- Given passage

Desonta Bradford (born April 12, 1996) is an American basketball player for Telenet Giants Antwerp of the Belgian BNXT League. He played college basketball for East Tennessee State. He was named the 2017–18 Southern Conference Player of the Year by the league's coaches.

Early career
Bradford was a key piece of the Humboldt High School team that won a 2013 Class A state championship. As a freshman at East Tennessee State, he averaged 4.1 points per game. He improved to 6.8 points per game as a sophomore.

As a senior, Bradford averaged 15.5 points, 5.8 rebounds, and 3.5 assists per game, and led the league in steals. At the close of the season, he was awarded the Malcolm U. Pitt SoCon Player of the Year by the league's coaches while Wofford's Fletcher Magee got the nod from the media.

Professional career
On July 20, 2018, Bradford signed with Hungarian team Egis Körmend.

- Tasks for this exercise
1) Could you copy the records verbatim, starting with the line containing "Objective — one marker per instance of the shrub" and running through the end of the records, both ends included?
2) Can you proceed with the Desonta Bradford biography, picking up after its final sentence?

- Stored dataset items

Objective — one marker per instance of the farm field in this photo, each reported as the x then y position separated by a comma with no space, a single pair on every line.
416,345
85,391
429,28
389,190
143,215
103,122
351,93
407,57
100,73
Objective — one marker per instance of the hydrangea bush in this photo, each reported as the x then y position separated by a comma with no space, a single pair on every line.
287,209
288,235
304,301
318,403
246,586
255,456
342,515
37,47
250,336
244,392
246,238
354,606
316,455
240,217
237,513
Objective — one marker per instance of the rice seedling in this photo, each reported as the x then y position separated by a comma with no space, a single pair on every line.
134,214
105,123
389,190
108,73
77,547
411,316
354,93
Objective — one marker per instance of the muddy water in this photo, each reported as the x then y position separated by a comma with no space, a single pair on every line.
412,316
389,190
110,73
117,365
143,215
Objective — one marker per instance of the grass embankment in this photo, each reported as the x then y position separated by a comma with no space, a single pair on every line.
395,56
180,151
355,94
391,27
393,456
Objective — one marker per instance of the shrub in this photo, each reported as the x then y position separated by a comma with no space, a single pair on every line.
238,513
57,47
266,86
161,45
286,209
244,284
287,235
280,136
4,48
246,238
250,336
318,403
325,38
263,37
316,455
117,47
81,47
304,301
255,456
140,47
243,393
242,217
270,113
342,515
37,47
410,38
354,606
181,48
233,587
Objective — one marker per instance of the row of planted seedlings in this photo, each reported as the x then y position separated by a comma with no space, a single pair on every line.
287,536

- The answers
1)
Objective — one marker per instance of the shrub in this photo, each reported as the x then y position separated by a comma with no space, a single pair on every line.
238,513
57,47
266,86
161,45
286,209
244,284
287,235
280,136
4,48
246,238
250,336
318,403
325,38
263,37
316,455
117,47
81,47
304,301
255,456
140,47
243,393
242,217
270,113
342,515
37,47
410,38
354,606
181,48
233,587
Objective — one marker per instance of the row of planted seedlings in this photo, each reported as the x then y position separated by a comma with no space, a single pair on every line.
287,536

2)
On July 4, 2019, Bradford signed with Phoenix Brussels of the Belgian Pro Basketball League (PBL). He averaged 10.2 points, 3.9 rebounds, 2.8 assists, and 1.9 steals per game. On July 28, 2021, Bradford signed with Dolomiti Energia Trento of the Lega Basket Serie A.

On August 17, 2022, he has signed with Hapoel Be'er Sheva of the Israeli Basketball Premier League. On September 2, 2022, he left the team without playing a single game related to personal problems.

On November 12, 2022, he signed with Telenet Giants Antwerp of the Belgian BNXT League. On 12 March 2023, Bradford and the Giants won the Belgian Cup after beating BC Oostende in the final. He scored a shared team-high 18 points in the final.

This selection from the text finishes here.